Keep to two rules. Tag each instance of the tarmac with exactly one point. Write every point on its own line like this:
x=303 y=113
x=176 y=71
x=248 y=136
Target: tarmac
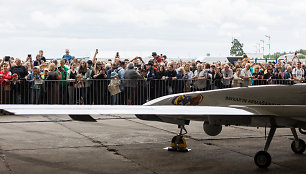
x=125 y=144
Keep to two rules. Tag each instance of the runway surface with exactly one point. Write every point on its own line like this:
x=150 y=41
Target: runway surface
x=115 y=144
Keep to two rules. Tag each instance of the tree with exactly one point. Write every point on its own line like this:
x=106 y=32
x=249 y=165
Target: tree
x=237 y=48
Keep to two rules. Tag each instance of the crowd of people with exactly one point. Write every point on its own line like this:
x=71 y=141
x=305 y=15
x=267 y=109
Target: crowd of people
x=130 y=81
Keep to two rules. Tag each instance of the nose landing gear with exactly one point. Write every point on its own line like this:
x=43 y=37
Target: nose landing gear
x=178 y=143
x=298 y=145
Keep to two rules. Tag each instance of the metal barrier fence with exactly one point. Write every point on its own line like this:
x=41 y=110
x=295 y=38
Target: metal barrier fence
x=125 y=92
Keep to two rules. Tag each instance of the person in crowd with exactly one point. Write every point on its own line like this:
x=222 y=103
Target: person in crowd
x=237 y=78
x=22 y=73
x=38 y=60
x=180 y=82
x=258 y=76
x=42 y=57
x=156 y=58
x=15 y=96
x=99 y=83
x=35 y=85
x=298 y=73
x=52 y=84
x=79 y=89
x=5 y=77
x=269 y=76
x=86 y=76
x=67 y=55
x=227 y=75
x=216 y=77
x=200 y=76
x=288 y=76
x=114 y=88
x=121 y=72
x=295 y=56
x=44 y=75
x=189 y=75
x=279 y=75
x=131 y=77
x=247 y=75
x=171 y=77
x=71 y=76
x=152 y=75
x=63 y=91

□ □ □ □ □

TASK DETAILS: Your copy should match the records above word for word, but without images.

WRITTEN ANSWER:
Keep to two rules. Tag each instance of the tarmac with exactly one point. Write every point on its own line like this:
x=303 y=113
x=176 y=71
x=248 y=136
Target: tarmac
x=125 y=144
Keep to two rules. Tag each instance of the runway surface with exactly one point. Write every point on its own line like this:
x=150 y=41
Target: runway surface
x=115 y=144
Keep to two rules. Tag each instance of the tree with exactly one point. Write every point on its own line like this:
x=106 y=32
x=249 y=165
Target: tree
x=237 y=48
Keep to two rules. Tag each instance of the crowd of people with exactly one point. Write every point on its own line like this:
x=71 y=141
x=305 y=15
x=267 y=109
Target: crowd of people
x=130 y=81
Keep to two rules. Tag each instance of the nose landing gear with exactly one point. Write every point on its own line like this:
x=43 y=37
Target: nose landing gear
x=178 y=143
x=298 y=145
Keep to two rules. Tag each instance of the metal barrier fence with exactly one point. Write every point on its own line like this:
x=41 y=110
x=295 y=38
Target: metal barrier fence
x=125 y=92
Keep to two rules. Tag each instance of the person in crowd with exactly one point. Write every point on its own line like this:
x=222 y=103
Target: person in crowd
x=237 y=78
x=22 y=73
x=38 y=60
x=180 y=82
x=258 y=76
x=42 y=57
x=156 y=58
x=15 y=96
x=99 y=83
x=35 y=85
x=298 y=73
x=52 y=84
x=79 y=89
x=5 y=77
x=269 y=76
x=86 y=76
x=67 y=55
x=227 y=75
x=216 y=77
x=200 y=76
x=288 y=76
x=114 y=88
x=121 y=72
x=295 y=56
x=44 y=75
x=189 y=75
x=279 y=75
x=131 y=77
x=247 y=75
x=171 y=77
x=71 y=76
x=152 y=75
x=63 y=91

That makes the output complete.